(Lines from a point annotation set)
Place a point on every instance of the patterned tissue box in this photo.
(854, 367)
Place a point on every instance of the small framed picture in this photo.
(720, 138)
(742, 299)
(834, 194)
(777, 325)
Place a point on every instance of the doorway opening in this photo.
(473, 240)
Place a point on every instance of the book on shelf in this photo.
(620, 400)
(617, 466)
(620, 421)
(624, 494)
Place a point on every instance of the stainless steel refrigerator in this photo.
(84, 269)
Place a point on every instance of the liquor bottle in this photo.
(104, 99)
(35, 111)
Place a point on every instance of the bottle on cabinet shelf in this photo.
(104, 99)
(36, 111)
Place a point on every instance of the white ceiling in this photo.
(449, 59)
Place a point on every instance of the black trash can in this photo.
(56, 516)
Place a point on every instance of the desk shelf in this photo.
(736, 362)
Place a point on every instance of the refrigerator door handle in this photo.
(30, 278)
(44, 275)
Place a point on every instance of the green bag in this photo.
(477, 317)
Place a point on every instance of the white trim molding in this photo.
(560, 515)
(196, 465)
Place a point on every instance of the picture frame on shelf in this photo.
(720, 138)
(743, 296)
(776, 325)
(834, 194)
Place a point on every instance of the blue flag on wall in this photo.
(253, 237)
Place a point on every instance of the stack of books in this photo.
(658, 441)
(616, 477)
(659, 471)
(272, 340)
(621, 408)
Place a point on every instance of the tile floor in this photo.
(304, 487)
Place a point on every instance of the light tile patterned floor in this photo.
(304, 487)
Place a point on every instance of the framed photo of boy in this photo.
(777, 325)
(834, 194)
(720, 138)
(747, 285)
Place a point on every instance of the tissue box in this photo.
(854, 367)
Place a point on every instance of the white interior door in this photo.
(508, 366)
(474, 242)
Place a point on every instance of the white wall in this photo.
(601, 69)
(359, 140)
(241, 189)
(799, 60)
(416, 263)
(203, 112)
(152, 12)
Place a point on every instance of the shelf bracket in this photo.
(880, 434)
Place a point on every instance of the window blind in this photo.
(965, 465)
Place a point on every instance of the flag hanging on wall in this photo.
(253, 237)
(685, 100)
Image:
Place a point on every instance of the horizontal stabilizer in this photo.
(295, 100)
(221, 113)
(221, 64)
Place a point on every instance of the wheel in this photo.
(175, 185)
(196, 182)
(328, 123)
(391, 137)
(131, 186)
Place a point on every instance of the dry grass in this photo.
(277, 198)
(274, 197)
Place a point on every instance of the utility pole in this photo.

### Your instructions
Swap every "Place a point" in the lines above for "Put a mark", and write all the lines out again with nothing else changed.

### The output
Put a mark on every instance of the patterned tissue box in this photo.
(854, 367)
Put a mark on every instance of the small framed picture in this photo.
(720, 138)
(742, 299)
(834, 194)
(777, 325)
Put a mark on every instance of the doorway opening in this photo.
(473, 240)
Put a mark on every instance of the book on shelf in this photo.
(620, 400)
(617, 466)
(620, 421)
(624, 494)
Put a mark on every instance of the stainless steel refrigerator in this photo.
(84, 269)
Put a mark on every instance of the liquor bottle in this photo.
(104, 99)
(35, 111)
Put a mark on every instance of the bottle on cabinet shelf in this photo.
(104, 99)
(36, 111)
Put a mark on every instance of the white ceiling in this photo.
(449, 59)
Put a mark on every instance of the black trash can in this photo.
(56, 516)
Put a mark on every instance of the desk shelf in this photo.
(736, 362)
Put a mark on every instance of the refrigerator door handle in this photo.
(30, 278)
(44, 275)
Put a mark on every instance of the green bag in this photo.
(477, 317)
Put a mark on every instance of the white trim molding in this photo.
(560, 515)
(196, 465)
Put a mark on every instance of the picture frame on shelf in this photo.
(720, 138)
(743, 296)
(776, 325)
(834, 194)
Put a mark on every instance of the blue flag on wall in this photo.
(253, 237)
Put a mark on every instance of the stack of books in this photo.
(658, 441)
(616, 477)
(659, 471)
(272, 340)
(621, 408)
Put a mark on every instance of the tile floor in this photo.
(304, 487)
Put a mark on every instance of the light tile patterned floor in this photo.
(304, 487)
Put a mark on every instance of the framed photo of boy in this photo.
(777, 325)
(834, 194)
(720, 138)
(747, 285)
Put a mark on every instance of the tissue box in this photo.
(854, 367)
Put a mark on every instance of the white interior door in this photo.
(508, 366)
(474, 242)
Put a mark on every instance of the white wall in this photo.
(601, 69)
(359, 140)
(241, 189)
(799, 60)
(416, 263)
(203, 112)
(152, 12)
Put a mark on every instance of the shelf bracket in this photo.
(880, 434)
Put a mark on every instance of the window blind in this photo.
(965, 465)
Put a mark on every instance of the flag hanging on wall in this photo.
(253, 237)
(685, 100)
Image:
Put a mark on every instance of the horizontal stabilizer in this photo.
(295, 100)
(221, 113)
(221, 64)
Put a mark on every instance of the wheel in this photo.
(175, 185)
(196, 182)
(328, 123)
(391, 137)
(131, 186)
Put a mark on every instance of the dry grass in this photo.
(277, 198)
(274, 197)
Put a mark on every instance of the utility pole in this photo.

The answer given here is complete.